Excerpted data:
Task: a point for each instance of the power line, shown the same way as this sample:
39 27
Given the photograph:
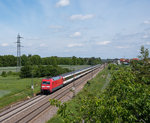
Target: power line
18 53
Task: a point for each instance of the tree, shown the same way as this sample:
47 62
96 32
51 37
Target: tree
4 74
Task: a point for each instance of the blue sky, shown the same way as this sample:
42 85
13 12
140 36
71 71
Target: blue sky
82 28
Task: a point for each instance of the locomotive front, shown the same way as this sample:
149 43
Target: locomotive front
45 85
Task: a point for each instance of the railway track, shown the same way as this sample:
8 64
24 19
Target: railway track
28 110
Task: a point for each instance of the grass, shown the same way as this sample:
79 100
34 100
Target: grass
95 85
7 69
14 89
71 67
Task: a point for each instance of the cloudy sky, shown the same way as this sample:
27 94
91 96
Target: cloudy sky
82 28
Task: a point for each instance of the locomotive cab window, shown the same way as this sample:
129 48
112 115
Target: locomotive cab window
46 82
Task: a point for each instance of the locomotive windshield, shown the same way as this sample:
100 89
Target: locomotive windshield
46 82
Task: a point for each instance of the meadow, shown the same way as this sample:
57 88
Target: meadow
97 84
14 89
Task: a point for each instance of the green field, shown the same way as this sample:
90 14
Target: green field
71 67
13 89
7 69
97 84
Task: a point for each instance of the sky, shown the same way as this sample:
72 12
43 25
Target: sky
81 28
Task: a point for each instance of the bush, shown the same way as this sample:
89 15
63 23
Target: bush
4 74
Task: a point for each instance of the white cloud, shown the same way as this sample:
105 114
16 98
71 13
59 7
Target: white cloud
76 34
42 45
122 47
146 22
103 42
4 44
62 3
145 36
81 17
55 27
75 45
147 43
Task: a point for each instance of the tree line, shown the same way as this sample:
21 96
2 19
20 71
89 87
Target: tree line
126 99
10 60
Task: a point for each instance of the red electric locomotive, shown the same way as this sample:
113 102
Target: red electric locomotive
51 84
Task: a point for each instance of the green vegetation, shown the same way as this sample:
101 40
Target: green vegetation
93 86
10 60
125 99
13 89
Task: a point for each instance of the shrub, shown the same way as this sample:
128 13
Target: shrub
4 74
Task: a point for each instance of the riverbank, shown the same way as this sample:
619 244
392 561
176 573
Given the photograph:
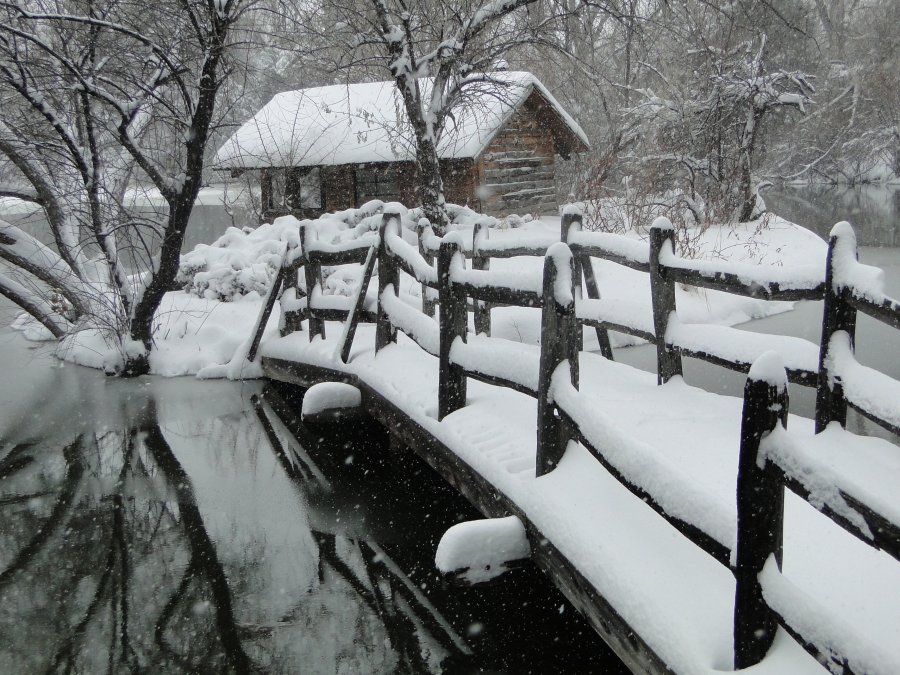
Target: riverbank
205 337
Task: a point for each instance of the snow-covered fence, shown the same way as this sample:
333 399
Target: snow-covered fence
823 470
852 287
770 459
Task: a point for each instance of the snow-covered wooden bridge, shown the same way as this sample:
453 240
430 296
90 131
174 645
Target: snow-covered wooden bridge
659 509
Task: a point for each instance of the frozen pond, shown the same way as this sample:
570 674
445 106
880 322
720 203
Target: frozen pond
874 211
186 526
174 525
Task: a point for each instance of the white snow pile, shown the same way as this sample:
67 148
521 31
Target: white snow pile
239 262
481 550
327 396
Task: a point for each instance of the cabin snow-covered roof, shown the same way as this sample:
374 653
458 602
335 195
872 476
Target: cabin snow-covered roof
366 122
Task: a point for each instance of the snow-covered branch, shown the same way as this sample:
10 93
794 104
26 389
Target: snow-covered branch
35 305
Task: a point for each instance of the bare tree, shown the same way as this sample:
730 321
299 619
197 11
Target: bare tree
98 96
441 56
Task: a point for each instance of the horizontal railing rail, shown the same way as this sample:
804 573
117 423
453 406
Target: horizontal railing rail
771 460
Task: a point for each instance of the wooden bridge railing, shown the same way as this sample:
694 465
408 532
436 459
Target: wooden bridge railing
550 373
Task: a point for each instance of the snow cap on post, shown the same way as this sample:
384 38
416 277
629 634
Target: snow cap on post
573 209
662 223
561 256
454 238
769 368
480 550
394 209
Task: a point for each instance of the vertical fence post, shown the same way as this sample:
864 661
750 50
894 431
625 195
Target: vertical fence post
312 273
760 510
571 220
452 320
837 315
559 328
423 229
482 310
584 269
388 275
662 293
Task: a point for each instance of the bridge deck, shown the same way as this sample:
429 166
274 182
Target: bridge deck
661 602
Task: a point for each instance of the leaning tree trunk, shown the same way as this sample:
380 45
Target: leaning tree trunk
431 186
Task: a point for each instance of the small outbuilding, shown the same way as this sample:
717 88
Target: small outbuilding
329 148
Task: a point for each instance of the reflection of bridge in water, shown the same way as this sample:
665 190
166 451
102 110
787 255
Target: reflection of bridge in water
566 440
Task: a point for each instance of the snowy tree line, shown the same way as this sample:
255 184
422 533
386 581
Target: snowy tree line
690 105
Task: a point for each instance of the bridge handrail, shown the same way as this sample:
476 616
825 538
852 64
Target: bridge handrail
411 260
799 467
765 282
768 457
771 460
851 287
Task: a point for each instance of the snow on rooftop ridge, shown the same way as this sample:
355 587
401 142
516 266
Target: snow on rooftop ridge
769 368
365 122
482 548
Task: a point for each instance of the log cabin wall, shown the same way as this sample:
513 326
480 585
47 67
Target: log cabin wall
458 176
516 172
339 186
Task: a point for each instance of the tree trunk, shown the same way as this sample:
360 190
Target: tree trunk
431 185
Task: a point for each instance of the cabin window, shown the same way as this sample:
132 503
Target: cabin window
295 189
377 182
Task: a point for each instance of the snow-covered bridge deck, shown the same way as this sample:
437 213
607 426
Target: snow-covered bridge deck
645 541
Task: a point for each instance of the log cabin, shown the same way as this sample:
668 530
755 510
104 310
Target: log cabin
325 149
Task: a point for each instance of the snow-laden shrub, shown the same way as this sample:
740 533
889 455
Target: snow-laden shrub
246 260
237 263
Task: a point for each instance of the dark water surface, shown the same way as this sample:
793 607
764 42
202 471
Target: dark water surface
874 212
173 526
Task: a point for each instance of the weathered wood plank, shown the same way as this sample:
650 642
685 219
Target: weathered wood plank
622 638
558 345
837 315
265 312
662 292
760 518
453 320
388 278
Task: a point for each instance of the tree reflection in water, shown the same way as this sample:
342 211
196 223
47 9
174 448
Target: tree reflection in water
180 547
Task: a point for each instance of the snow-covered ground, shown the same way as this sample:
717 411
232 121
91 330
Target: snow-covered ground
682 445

Aim of the task: From the first line to the last, print the records exactly; leave out the pictures.

Written response:
Task: a point for each instance of the power line, shown the same way as this sample:
39 27
Given the photograph:
Target: power line
18 53
Task: a point for each instance of the tree, shown the same way as this sample:
47 62
96 32
51 37
Target: tree
4 74
Task: a point for each instance of the blue sky, shown the same way as this sample:
42 85
13 12
140 36
71 71
Target: blue sky
82 28
Task: a point for each instance of the locomotive front, shown the same way as this sample:
149 43
Target: locomotive front
45 85
Task: a point for each instance of the railway track, shown the same way as this sample:
8 64
24 19
Target: railway track
28 110
Task: a point for each instance of the grass, shown the same way as this sample:
79 100
34 100
Target: grass
95 85
7 69
14 89
71 67
Task: a point for each instance of the cloudy sky, shown the same way as this sample:
27 94
91 96
Target: cloudy sky
82 28
Task: a point for each instance of the locomotive cab window, shown the same way as this sample:
129 48
112 115
Target: locomotive cab window
46 82
Task: a point for each instance of the locomotive windshield, shown the same way as this sample:
100 89
Target: locomotive windshield
46 82
Task: a point for each instance of the meadow, shown the same way as this sample:
57 88
Target: meadow
97 84
14 89
Task: a point for each instance of the green field, shown the same way as this sample:
90 14
Target: green field
71 67
13 89
7 69
97 84
Task: a point for each instance of the sky, shown the same way as this sample:
72 12
43 25
Target: sky
81 28
Task: a point for each instance of the bush, shown the same way as this sample:
89 15
63 23
Target: bush
4 74
Task: a point for each instance of the white cloud, shown the same way as this sample:
105 114
16 98
71 13
59 7
Target: white cloud
76 34
42 45
122 47
146 22
103 42
4 44
62 3
145 36
81 17
55 27
75 45
147 43
Task: a point for each instance of the tree line, shown the same way as this sample:
21 96
2 19
20 71
89 87
Target: tree line
126 99
10 60
Task: a point for each instance of the red electric locomotive, shown the same way as this sample:
113 102
Target: red electric locomotive
51 84
Task: a point for each instance of the green vegetation, shown the same way as this sample:
101 40
Target: green vegetation
93 86
10 60
125 99
13 89
Task: a point for each instance of the shrub, shown the same way as this sample:
128 13
Target: shrub
4 74
Task: a point for each instance of the riverbank, shown the same way as this sample:
619 244
392 561
176 573
Given the photograph:
Target: riverbank
205 337
Task: a point for each instance of the snow-covered fence, shown the same way as this sample:
333 399
Target: snow-covered fence
823 470
852 287
770 459
Task: a point for each instance of the snow-covered wooden bridge, shown the same way as this sample:
453 240
430 296
90 131
174 645
Target: snow-covered wooden bridge
659 509
Task: a point for each instance of the frozen pond, shown the same way as this sample:
570 674
445 106
880 322
720 203
Target: frozen pond
874 211
186 526
174 525
Task: a point for each instance of the white snow pile, shown the same way as this sample:
67 148
521 31
Target: white snow pile
239 262
481 550
327 396
Task: a point for each instance of the cabin snow-covered roof, shown the same way as this sample:
374 653
458 602
335 195
872 476
Target: cabin snow-covered roof
366 122
Task: a point for each instance of the snow-covered branch, shown the same way as this sample:
10 93
794 104
26 389
Target: snow-covered branch
35 305
Task: a point for each instance of the bare tree, shown the same way as this sample:
730 321
299 619
197 11
Target: bare tree
98 96
441 56
Task: a point for each instance of the horizontal railing rail, shown the same way as this sample:
804 573
117 423
453 406
Target: horizontal railing rail
771 460
Task: a point for each instance of the wooden bridge railing, shown the same way as this sample:
694 465
408 532
436 459
Target: wooden bridge railing
550 373
Task: a point for each instance of the snow cap on post, shown the same way as this sample:
384 38
416 277
629 634
Target: snow cap on post
573 209
662 223
561 256
454 238
769 368
480 550
394 209
Task: a point for each instance of the vertical fence post, shown the same way as this sample:
864 661
750 50
894 431
625 195
Target: vertical fence post
312 273
760 510
571 220
452 320
837 315
559 328
423 229
482 310
584 269
388 275
662 293
Task: a point for each instance of the bridge deck, shown the same way as this sample:
429 166
274 182
Target: bridge deck
661 602
Task: a point for each instance of the leaning tree trunk, shown the same way as this sample:
380 45
Target: leaning tree trunk
431 186
Task: a point for each instance of the small outbuilding, shown the same way as this sample:
717 88
Target: small outbuilding
329 148
Task: a point for each instance of the reflection of bridge in water, shown the same way as this sample:
665 190
166 451
102 110
787 255
Target: reflection of bridge in water
566 440
Task: a point for each instance of the snowy tree line, shown the same way as this sample:
255 184
422 533
386 581
Target: snowy tree line
690 105
Task: a point for each instance of the bridge handrail, shown the same way as this sample:
476 616
825 538
852 64
Target: bridge handrail
411 260
799 467
765 282
768 457
771 460
851 287
Task: a point for each instance of the snow on rooftop ridge, shown the same way as this sample:
355 587
401 142
516 266
Target: snow on rooftop ridge
769 368
365 122
482 548
Task: a point for each instance of the log cabin wall, shown the same way as this sample:
513 326
480 585
47 67
Target: log cabin wall
458 176
516 172
339 186
Task: a point for each instance of the tree trunk, shown the same way as this sample:
360 190
Target: tree trunk
431 185
Task: a point for each instance of the cabin window, shown the same way as this sample:
132 503
Target: cabin window
295 189
377 182
Task: a point for each instance of the snow-covered bridge deck, shown the same way as this sample:
437 213
607 426
Target: snow-covered bridge deck
645 541
Task: a point for each instance of the log cabin, shown the same way as this sample:
668 530
755 510
104 310
Target: log cabin
325 149
Task: a point for each instance of the snow-laden shrub, shown the same way as this sample:
740 533
889 455
Target: snow-laden shrub
246 260
237 263
Task: a point for each instance of the dark water surface, shown the same way as this sample:
793 607
764 42
202 471
Target: dark water surface
874 212
173 526
Task: a point for each instance of the weathered wood plank, shown the same way as this sample:
650 642
685 219
Target: weathered wood plank
622 638
558 345
837 315
265 312
662 292
760 518
453 320
388 278
Task: a point for each instance of the tree reflection in water, shown the same way as this sample:
342 211
196 223
47 9
174 448
Target: tree reflection in water
180 547
Task: a point for each instance of the snow-covered ground, shown the same way as this sample:
717 411
232 121
91 330
Target: snow-covered ground
682 445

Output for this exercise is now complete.